BEGIN EXERCISE DATA

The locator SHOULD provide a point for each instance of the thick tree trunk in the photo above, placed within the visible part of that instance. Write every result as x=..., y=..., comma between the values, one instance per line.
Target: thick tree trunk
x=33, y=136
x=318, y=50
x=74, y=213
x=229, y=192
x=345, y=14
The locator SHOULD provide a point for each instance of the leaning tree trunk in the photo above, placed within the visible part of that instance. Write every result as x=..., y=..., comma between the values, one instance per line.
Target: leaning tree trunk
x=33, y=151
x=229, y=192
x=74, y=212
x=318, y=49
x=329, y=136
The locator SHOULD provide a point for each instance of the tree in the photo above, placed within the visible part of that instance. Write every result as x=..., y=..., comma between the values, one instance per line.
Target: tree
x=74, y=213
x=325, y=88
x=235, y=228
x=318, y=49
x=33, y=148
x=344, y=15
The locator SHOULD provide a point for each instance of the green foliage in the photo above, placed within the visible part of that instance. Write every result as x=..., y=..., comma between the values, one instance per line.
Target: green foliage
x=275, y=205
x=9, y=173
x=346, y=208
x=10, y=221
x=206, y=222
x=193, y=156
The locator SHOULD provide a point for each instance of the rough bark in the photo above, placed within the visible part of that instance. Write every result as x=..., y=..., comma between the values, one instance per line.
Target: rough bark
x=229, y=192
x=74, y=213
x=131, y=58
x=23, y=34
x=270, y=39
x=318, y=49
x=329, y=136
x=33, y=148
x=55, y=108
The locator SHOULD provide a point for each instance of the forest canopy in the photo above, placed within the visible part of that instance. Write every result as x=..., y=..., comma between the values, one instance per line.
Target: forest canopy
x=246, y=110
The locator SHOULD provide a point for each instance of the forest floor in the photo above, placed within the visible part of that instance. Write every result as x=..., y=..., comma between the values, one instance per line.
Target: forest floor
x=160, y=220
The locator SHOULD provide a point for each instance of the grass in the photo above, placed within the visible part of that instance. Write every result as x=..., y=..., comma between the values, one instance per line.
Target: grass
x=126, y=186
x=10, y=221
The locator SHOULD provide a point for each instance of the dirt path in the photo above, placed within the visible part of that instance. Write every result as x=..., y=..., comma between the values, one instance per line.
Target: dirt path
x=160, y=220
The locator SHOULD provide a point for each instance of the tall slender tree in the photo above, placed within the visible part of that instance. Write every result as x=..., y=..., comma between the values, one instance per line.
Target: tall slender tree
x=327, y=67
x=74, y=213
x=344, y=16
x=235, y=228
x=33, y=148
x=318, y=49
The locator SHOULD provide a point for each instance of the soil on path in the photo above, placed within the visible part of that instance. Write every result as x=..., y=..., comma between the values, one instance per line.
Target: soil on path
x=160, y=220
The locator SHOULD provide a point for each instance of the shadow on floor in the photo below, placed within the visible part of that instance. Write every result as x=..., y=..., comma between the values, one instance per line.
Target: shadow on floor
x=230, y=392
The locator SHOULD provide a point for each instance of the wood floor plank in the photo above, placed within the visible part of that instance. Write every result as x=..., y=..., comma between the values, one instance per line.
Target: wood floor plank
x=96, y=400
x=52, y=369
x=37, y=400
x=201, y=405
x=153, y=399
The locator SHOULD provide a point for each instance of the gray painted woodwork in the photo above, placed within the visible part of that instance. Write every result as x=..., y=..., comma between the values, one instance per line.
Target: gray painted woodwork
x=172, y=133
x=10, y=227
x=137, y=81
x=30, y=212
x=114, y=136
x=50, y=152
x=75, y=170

END EXERCISE DATA

YOUR ASSIGNMENT:
Every entry above must be reproduced word for word.

COMPLETED EXERCISE:
The locator SHOULD provide a point for each instance of the thick tree trunk in the photo above, placed within the visible part of that instance. Write every result as x=..., y=..., comma between the values, one instance per line.
Target: thick tree trunk
x=33, y=136
x=318, y=50
x=74, y=213
x=229, y=192
x=345, y=14
The locator SHOULD provide a point for each instance of the leaning tree trunk in the photo above, placed within the visible part of that instance. Write every result as x=..., y=..., comma between the values, one instance per line.
Target: leaning tree trunk
x=33, y=151
x=229, y=192
x=74, y=212
x=318, y=49
x=329, y=136
The locator SHOULD provide a point for each instance of the tree in the photo above, placed within the visible part of that instance. Write every result as x=..., y=..., comma between the values, one instance per line.
Target: tree
x=74, y=213
x=325, y=88
x=235, y=228
x=318, y=49
x=33, y=148
x=344, y=15
The locator SHOULD provide a point for each instance of the green foliage in the photo above, placed within the visible part of that instance. Write every result as x=..., y=..., comma between the values, one instance per line.
Target: green foliage
x=275, y=205
x=9, y=173
x=346, y=208
x=10, y=221
x=206, y=222
x=193, y=156
The locator SHOULD provide a point for each instance of the rough bark in the photo above, placed within the visible part of that instance. Write every result as x=..., y=..., comma between the values, one instance per line.
Target: rough bark
x=229, y=192
x=74, y=213
x=131, y=58
x=23, y=34
x=270, y=39
x=318, y=49
x=329, y=136
x=33, y=148
x=55, y=108
The locator SHOULD provide a point for each instance of the forest canopy in the photo above, placed within the visible part of that instance. Write every result as x=..., y=..., comma between the values, one instance per line.
Target: forest canopy
x=246, y=110
The locator SHOULD provide a point for each instance of the forest floor in the photo above, placed within the visible part of that instance. Write every result as x=..., y=..., comma between the values, one instance per line.
Target: forest floor
x=160, y=220
The locator SHOULD provide a point for each instance of the grass in the photo above, placed within the visible part of that instance. Write every result as x=..., y=..., comma between the values, one instance per line.
Target: grass
x=126, y=186
x=10, y=221
The locator SHOULD provide a point for each instance of the dirt path in the photo above, placed within the visible part of that instance. Write every result as x=..., y=..., comma between the values, one instance per line.
Target: dirt path
x=160, y=220
The locator SHOULD provide a point for each instance of the tall slender tree in the photo above, placed within the visible part of that instance. Write every result as x=..., y=..., comma between the values, one instance per line.
Target: tall slender tree
x=327, y=67
x=74, y=213
x=344, y=16
x=235, y=228
x=33, y=148
x=318, y=49
The locator SHOULD provide a point for each instance of the soil on path in the photo above, placed within the visible part of that instance. Write every result as x=..., y=..., comma between the values, one instance per line.
Target: soil on path
x=160, y=220
The locator SHOULD provide a point for each instance of the shadow on floor in the photo below, placed within the visible part of that instance. Write every result as x=..., y=..., comma between the values, one instance per line.
Target: shadow on floor
x=230, y=392
The locator SHOULD provide a point for each instance of the wood floor plank in the photo above, placed within the visible part of that instance. Write every result as x=..., y=..., comma between the values, one instance per line.
Target: wood floor plank
x=96, y=400
x=52, y=369
x=37, y=400
x=201, y=405
x=153, y=399
The locator SHOULD provide a point for each instance of the gray painted woodwork in the photo above, placed within the visible part of that instance. Write every result as x=..., y=..., comma between the values, one instance per line.
Target: gray painted woodwork
x=172, y=133
x=10, y=227
x=137, y=81
x=30, y=212
x=114, y=136
x=50, y=152
x=75, y=170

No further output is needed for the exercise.